* [GIVEN TASK 1]
Decide whether each of the statements (a), (b) and (c) agrees with the court opinion on trust income below, answering yes or no and quoting the deciding words. (a) The husband in the present case assigned part of the income. (b) Under section 1171 of the Civil Practice Act, the future income of a trust fund may be sequestered to enforce the alimony provisions of a matrimonial decree. (c) A sequestration proceeding is available to enforce a divorce decree obtained in a foreign country.
* [GIVEN TASK 2]
Carry the court opinion on trust income further, picking up right after its final sentence.

But it does not follow from these cases that, in the absence of an assignment by the beneficiary, the members of the family have an independent right to obtain a share of the income directly from the trustee. The beneficiary is still solely entitled to receive the income, in the absence of a voluntary assignment by him or the enforcement of the right to support by judicial process against him.

In the present case, there has been no assignment of any part of the income by the husband. On the contrary, the petition asserts the right to an allocation of a share of the future income payable to the husband, despite his refusal to consent to such an allocation. For this, we find no authority in the cases cited.

(3) The remaining class of cases, in which an order has been granted directing a trustee to pay part of the income for the *99support of the beneficiary’s wife, consists of cases in which a judgment of divorce had been obtained in this State, providing for the payment of alimony or support, and in which the court held that a direction to the trustee was a proper method of effectuating the judgment (Wetmore v. Wetmore, 149 N. Y. 520; Hoagland v. Leask, 154 App. Div. 101, affd. 214 N. Y. 645; Thompson v. Thompson, 52 Hun 456; Matter of Moller, 157 Misc. 338). In these cases, the court merely accomplished directly by an order to the trustee what could have been accomplished more circuitously by a sequestration proceeding and the appointment of a receiver, under section 1171 of the Civil Practice Act. Under this section, the future income of a trust fund may be sequestered in proceedings to enforce the alimony provisions of a matrimonial decree (Scott v. Scott, 219 App. Div. 451, appeal dismissed 247 N. Y. 527; Ferguson v. Ferguson, 247 App. Div. 24).

This remedy is also available to enforce a matrimonial decree granted in a sister State, if the decree had been obtained upon grounds recognized in New York State and if the decree had been made the judgment of the New York courts by appropriate action (Civ. Prac. Act, § 1171). However, under the statute, a sequestration proceeding is not available to enforce a divorce decree obtained in a foreign country and, pursuant to this expression of State policy, the Court of Appeals has held that specific equitable relief will not be granted by the courts of this State to enforce such a decree. The court accordingly dismissed a suit in equity in which the plaintiff sought a judgment directing the defendant to comply with the alimony provisions of the foreign decree (Boissevain v. Boissevain, 252 N. Y. 178).

* [ENTRIES]
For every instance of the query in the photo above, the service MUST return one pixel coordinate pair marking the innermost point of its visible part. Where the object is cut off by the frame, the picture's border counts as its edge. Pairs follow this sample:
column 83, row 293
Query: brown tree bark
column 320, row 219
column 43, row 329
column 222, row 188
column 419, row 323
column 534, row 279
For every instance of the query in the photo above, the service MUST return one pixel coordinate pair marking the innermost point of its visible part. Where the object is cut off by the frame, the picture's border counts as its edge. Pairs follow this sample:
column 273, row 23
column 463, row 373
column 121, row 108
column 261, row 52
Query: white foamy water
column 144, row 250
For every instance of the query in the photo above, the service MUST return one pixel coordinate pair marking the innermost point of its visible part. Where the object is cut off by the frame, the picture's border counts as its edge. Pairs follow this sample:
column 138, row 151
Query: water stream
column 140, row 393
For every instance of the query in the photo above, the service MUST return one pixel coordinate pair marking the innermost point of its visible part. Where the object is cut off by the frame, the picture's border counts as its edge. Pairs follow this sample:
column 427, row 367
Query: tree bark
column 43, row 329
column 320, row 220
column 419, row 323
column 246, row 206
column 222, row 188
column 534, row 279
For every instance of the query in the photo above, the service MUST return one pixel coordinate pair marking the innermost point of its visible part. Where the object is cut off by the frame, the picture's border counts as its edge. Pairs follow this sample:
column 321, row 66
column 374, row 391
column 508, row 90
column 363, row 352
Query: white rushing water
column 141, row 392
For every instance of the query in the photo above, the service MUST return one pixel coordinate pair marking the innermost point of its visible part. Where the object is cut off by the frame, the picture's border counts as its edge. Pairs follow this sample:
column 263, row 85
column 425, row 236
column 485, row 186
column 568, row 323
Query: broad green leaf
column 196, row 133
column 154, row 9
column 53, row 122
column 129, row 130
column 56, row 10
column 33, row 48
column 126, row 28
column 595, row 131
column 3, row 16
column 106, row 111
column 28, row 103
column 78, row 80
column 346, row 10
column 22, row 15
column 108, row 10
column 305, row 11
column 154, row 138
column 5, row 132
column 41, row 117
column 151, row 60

* [RIGHT ANSWER 1]
(a) No: "there has been no assignment of any part of the income by the husband."
(b) Yes: "Under this section, the future income of a trust fund may be sequestered in proceedings to enforce the alimony provisions of a matrimonial decree"
(c) No: "a sequestration proceeding is not available to enforce a divorce decree obtained in a foreign country"

* [RIGHT ANSWER 2]
For the same reason, a wife is not entitled to obtain from the courts of this State a direction to the trustee of a trust, of which the husband is the beneficiary, to pay alimony or support in accordance with a foreign decree. Such a direction would give the wife a remedy which she could not have obtained either under the sequestration statute or by a suit in equity and to which, under the public policy of this State, she was not entitled upon the basis of the foreign decree.

Since the decree in this case was one granted in Cuba, the petition was correctly dismissed under the authorities cited.

The foregoing analysis covers the reported cases but there are some unreported decisions by Surrogate Foley which seem to go beyond the three categories set forth above and to hold that the Surrogate has the power to direct a trustee to pay part of the income to the wife of the beneficiary for her support, *100without an assignment by the husband and without a prior New York matrimonial decree (Matter of Baumgarten, N. Y. L. J., May 26,1943, p. 2060, col. 3; Matter of Meyer, N. Y. L. J., April 18, 1945, p. 1468, col. 6). In support of this conclusion, Surrogate Foley cited the Wetmore case (149 N. Y. 520, supra) which, as we have seen, was concerned with the enforcement of a New York divorce decree, and he also cited his own decision in Matter of Yard (116 Misc. 19, supra) but in that case there was a separation agreement under the terms of which the husband had assigned part of his trust income to his wife. The Yard case has been generally interpreted by the other courts which have followed it, and by the text writers upon the subject (supra) as resting upon the voluntary assignment by the husband.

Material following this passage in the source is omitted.